**Document section**.
********************

History of Courts and Lawyers in Houston County, Minnesota
From: The History of Houston County, Minnesota
Edited by: Franklyn Curtis-Wedge.
H. C. Cooper, Jr. & Co.
Winona, Minn. 1919

COURTS AND LAWYERS

Alexander Ramsey, first territorial governor of Minnesota, arrived in St. Paul, May 27, 1849. June 1, of the same year, by proclamation, he declared the territory fully organized. June 11, he issued a second proclamation, dividing the territory into three temporary judicial districts.

The first Supreme Court of the territory, appointed by the president, consisted of Aaron Goodrich, chief justice, and David Cooper and Bradley M. Meeker, associate justices. Each of these Supreme Court judges was to sit as a district judge in one of the three judicial districts into which the territory had been divided.

Judge Cooper held the first court for the third district at Mendota, Aug. 27, 1849. Henry H. Sibley, afterward governor, was foreman of the grand jury. Judge Cooper, a gentleman of the old school, then but twenty eight years of age, delivered a most scholarly and finished charge, which for many years was quoted as an authority on the duties of jurors. He also delivered an address of a more personal nature to the lawyers assembled. No business was transacted by this court. It is said that of the members of the jury, only three could write their names, and that eleven could not even understand the English language. The court was held in a large stone warehouse belonging to the fur company.

Before further terms of the court were held, the first territorial legislature convened. On Oct. 27, 1849, the territory was divided into nine counties. Accordingly the judicial districts were arranged to conform to the new county divisions. Under the new arrangement the first district was made up of the counties of Washington, Wabasha and Itasca, these counties then embracing the eastern border of the territory. Judge Cooper was assigned to this district, and therefore continued as judge of the area now embracing Houston county.

Under this division, Judge Cooper held his second court at Stillwater, in February, 1850. At this court the first murder trial in the territory was held, a thirteen year old boy being sentenced to ninety days in the guardhouse at Ft. Snelling for shooting a companion, the charge being manslaughter.

March 5, 1853, Fillmore county was organized, including, generally speaking, practically the present counties of Winona, Olmsted, Fillmore and Houston. The newly created Fillmore county was assigned to Judge Cooper's district, but his term expired within a month of the time the county was created.

In the meantime, Aaron Goodrich had been succeeded as chief justice by Jerome Fuller, who served from November, 13, 1851, to December 16, 1852. Henry Z. Hayner, who served as chief justice from Dec. 16, 1852, to April 7, 1853, never presided at a term of the supreme court.

********************

**Data shown**.

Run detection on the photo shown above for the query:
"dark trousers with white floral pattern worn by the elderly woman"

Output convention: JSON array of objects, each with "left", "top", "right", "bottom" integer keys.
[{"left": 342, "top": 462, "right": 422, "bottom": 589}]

********************

**Description of the task**. Copy the stretch of the text on Houston County courts from "History of Courts" through "Cooper, Jr. & Co.", substituting "Compiled by" for "Edited by". Rely only on the text.

**Answer section**.
History of Courts and Lawyers in Houston County, Minnesota
From: The History of Houston County, Minnesota
Compiled by: Franklyn Curtis-Wedge.
H. C. Cooper, Jr. & Co.